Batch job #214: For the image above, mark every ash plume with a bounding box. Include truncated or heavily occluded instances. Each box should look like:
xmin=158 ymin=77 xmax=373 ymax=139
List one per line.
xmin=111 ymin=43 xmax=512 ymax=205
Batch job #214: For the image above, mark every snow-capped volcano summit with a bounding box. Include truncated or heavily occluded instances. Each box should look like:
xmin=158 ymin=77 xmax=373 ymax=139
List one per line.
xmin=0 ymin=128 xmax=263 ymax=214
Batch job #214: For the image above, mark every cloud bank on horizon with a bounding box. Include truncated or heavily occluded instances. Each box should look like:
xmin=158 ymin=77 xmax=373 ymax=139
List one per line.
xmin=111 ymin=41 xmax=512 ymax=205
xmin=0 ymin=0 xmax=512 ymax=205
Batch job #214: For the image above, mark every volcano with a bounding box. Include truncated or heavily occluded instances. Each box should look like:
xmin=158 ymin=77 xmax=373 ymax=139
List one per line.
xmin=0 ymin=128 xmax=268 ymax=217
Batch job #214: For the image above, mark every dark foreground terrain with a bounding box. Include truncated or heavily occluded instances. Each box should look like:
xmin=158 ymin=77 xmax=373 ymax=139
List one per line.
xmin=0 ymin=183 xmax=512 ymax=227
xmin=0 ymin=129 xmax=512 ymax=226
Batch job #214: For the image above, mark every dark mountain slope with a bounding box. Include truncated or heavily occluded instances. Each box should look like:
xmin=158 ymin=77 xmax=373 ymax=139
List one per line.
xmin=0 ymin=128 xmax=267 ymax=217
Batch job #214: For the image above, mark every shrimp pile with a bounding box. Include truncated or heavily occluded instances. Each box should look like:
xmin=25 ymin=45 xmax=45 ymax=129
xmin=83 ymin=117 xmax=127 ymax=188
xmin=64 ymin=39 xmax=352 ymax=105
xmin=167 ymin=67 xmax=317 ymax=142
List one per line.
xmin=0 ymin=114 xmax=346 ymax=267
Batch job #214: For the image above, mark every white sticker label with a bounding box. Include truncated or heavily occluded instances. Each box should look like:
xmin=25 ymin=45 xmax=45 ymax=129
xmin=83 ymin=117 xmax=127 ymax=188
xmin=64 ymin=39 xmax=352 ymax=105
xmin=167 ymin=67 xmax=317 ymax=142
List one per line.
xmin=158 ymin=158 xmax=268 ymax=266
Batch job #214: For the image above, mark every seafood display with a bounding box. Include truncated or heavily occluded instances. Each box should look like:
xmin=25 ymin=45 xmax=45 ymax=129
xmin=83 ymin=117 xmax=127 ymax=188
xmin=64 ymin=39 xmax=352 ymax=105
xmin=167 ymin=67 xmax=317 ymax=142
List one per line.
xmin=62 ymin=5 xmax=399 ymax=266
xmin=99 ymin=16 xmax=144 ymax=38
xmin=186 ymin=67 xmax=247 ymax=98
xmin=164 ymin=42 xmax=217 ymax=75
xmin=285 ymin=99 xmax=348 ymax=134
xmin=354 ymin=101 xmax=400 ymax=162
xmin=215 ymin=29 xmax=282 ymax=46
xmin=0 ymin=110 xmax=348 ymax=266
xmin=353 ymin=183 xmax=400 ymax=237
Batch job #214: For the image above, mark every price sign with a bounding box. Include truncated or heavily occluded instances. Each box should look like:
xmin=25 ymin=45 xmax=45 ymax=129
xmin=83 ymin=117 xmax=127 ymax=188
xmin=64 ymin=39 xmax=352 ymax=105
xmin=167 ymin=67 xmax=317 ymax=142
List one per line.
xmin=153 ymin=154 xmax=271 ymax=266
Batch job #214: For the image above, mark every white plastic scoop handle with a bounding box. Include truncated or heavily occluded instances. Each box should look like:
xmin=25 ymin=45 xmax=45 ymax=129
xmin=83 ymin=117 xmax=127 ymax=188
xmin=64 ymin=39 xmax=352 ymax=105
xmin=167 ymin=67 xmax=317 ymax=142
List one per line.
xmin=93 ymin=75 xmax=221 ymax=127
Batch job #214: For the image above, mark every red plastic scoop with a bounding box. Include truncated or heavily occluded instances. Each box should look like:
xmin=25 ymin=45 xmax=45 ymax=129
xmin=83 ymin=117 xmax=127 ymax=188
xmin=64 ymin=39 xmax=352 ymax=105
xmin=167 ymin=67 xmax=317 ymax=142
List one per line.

----

> [Given request] Rewrite the stretch from the line containing "Batch job #214: For the image above, mark every price" through the end of the entries, both ends included. Keep every request line and its format sample unchanged, but multiply each bounding-box coordinate in the answers by 1.35 and round to the nearest whole number, rounding halves up.

> [Response to this exercise]
Batch job #214: For the image above, mark every price sign with a bounding box. Include truncated or heavily occluded instances. Each box should look like:
xmin=25 ymin=45 xmax=45 ymax=129
xmin=83 ymin=117 xmax=127 ymax=188
xmin=64 ymin=39 xmax=352 ymax=105
xmin=167 ymin=67 xmax=317 ymax=142
List one per line.
xmin=207 ymin=208 xmax=366 ymax=359
Batch job #214: For the image above, mark every white plastic scoop handle with a bounding box. Include truncated or heavily occluded instances. Each box should look like:
xmin=25 ymin=45 xmax=45 ymax=129
xmin=83 ymin=117 xmax=127 ymax=188
xmin=64 ymin=39 xmax=352 ymax=105
xmin=167 ymin=67 xmax=317 ymax=142
List one per line.
xmin=126 ymin=101 xmax=298 ymax=171
Batch job #214: For the image above, mark every red plastic scoop with a bounding box. Include truncated or heavily occluded instances. Each box should look like:
xmin=25 ymin=45 xmax=45 ymax=129
xmin=83 ymin=117 xmax=127 ymax=188
xmin=64 ymin=39 xmax=352 ymax=105
xmin=167 ymin=67 xmax=317 ymax=142
List one per line.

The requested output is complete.